Exercise prompt :: Retype, without any change, the first line of the records and every line after it through the one containing "Target: ice chunk".

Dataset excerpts
● ● ●
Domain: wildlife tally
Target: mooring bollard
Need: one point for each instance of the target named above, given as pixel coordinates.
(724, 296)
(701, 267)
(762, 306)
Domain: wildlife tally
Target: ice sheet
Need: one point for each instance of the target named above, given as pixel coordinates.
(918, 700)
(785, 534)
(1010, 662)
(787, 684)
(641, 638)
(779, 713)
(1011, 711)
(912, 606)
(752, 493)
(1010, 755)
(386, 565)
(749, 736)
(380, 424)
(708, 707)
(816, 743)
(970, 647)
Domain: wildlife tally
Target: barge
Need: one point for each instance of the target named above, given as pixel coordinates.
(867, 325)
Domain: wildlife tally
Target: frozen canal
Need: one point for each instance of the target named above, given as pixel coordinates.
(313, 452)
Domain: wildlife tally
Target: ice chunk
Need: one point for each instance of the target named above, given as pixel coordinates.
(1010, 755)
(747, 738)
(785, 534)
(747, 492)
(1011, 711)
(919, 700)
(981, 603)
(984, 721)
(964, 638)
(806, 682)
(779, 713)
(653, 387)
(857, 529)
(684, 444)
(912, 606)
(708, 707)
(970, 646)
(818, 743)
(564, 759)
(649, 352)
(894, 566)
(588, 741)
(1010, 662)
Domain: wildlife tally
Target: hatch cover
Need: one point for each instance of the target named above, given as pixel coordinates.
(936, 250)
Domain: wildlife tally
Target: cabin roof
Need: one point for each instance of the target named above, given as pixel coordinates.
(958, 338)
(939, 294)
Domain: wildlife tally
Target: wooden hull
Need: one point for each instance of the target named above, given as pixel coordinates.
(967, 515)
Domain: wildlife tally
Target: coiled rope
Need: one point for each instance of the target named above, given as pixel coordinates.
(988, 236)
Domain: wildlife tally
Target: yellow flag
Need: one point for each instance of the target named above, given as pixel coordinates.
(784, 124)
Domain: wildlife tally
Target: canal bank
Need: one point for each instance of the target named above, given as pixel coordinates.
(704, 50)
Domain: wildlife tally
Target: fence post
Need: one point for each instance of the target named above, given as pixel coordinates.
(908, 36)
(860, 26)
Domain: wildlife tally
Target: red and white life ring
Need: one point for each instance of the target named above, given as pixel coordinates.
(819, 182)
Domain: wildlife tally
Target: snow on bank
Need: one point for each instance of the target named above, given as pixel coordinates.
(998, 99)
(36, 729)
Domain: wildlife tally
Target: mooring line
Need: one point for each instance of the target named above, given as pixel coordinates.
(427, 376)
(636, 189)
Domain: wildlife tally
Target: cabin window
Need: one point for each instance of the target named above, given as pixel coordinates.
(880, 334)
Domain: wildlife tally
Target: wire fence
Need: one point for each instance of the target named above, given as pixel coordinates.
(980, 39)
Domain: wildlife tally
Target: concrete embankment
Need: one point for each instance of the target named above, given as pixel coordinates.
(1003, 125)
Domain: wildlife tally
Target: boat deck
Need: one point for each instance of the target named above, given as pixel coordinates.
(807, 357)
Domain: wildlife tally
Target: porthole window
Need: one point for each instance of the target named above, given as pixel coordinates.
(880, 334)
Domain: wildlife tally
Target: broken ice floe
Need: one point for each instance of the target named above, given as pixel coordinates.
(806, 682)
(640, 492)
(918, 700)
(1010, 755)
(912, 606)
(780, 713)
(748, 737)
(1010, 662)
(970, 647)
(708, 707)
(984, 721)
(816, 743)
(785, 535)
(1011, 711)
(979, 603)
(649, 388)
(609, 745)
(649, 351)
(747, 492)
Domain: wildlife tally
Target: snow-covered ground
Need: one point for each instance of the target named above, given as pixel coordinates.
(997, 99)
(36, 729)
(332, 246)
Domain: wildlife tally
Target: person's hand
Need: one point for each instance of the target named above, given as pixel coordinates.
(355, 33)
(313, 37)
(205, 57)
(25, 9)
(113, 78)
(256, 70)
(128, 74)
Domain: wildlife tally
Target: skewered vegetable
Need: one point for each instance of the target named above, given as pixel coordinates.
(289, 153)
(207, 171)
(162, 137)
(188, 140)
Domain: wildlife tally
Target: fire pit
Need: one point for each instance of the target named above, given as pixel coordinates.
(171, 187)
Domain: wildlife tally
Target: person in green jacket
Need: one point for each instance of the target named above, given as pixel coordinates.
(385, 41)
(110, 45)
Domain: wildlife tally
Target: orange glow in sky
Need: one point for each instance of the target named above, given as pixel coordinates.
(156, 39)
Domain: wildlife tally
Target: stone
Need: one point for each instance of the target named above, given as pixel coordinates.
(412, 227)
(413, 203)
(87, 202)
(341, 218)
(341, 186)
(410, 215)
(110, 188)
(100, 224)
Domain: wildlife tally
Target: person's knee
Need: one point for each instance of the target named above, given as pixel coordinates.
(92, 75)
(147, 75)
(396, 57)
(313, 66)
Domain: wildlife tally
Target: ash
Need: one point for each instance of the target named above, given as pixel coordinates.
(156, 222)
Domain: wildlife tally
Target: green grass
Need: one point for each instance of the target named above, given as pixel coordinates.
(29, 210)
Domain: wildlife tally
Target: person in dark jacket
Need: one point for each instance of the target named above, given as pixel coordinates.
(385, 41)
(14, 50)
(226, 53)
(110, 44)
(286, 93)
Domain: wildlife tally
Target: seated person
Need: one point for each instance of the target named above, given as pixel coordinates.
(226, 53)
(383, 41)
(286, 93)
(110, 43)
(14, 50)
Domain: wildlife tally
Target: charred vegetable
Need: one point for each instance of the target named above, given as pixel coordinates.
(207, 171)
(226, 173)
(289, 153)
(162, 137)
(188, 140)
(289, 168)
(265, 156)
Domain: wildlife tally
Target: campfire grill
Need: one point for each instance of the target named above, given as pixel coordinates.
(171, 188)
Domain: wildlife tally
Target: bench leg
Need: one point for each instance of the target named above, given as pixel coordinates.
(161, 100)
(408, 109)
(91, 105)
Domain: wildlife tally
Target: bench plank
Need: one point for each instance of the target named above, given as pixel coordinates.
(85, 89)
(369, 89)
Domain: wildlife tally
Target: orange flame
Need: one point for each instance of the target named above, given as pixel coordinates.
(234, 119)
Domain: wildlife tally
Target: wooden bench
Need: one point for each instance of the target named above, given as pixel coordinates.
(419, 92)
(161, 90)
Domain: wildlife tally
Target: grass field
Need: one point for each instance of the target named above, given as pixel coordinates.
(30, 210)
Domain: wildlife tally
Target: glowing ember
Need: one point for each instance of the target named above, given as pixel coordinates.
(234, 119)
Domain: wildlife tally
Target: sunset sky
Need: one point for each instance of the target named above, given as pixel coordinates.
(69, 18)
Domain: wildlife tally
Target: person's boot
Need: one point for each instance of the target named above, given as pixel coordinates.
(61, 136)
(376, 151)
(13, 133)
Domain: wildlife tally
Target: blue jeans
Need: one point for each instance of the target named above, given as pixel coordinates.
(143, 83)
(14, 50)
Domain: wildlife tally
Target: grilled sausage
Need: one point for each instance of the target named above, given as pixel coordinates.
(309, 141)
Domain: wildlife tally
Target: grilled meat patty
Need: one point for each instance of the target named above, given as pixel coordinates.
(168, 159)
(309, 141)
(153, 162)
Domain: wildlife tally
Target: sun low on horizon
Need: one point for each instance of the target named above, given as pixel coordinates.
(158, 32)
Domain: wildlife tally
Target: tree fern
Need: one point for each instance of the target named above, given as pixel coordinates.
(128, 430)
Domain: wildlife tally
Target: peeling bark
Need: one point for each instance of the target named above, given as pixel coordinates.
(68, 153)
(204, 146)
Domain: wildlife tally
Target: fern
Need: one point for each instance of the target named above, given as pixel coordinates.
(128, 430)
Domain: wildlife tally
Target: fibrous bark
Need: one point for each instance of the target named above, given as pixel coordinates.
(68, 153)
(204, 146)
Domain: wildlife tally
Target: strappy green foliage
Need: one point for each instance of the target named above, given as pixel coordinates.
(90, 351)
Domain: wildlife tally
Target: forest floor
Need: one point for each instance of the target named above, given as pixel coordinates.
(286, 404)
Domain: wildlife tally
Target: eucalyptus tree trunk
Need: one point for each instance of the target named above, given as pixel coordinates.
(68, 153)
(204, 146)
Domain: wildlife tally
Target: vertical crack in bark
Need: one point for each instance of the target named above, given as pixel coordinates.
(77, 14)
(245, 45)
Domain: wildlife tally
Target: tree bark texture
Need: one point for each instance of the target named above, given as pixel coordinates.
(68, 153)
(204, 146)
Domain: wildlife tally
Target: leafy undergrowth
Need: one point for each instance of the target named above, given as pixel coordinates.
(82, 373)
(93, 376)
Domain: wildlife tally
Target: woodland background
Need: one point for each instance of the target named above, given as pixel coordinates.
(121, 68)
● ● ●
Answer below ::
Domain: wildlife tally
Target: mooring bollard
Need: one point for each instance of the target named above, given as pixel coordinates.
(724, 296)
(701, 267)
(762, 306)
Domain: wildlife tally
Target: ice sheet
Need: one point for each instance of the target named above, given as pixel coordinates.
(918, 700)
(785, 534)
(1010, 662)
(787, 684)
(641, 638)
(779, 713)
(1011, 711)
(912, 606)
(752, 493)
(1010, 755)
(386, 565)
(749, 736)
(380, 424)
(708, 707)
(816, 743)
(970, 647)
Domain: wildlife tally
Target: barge
Need: one point for each instance of the target named above, given as pixel coordinates.
(867, 325)
Domain: wildlife tally
Target: frozen canal
Need: one point for each instance of the target named above, given as pixel coordinates.
(313, 452)
Domain: wildlife tally
Target: ice chunk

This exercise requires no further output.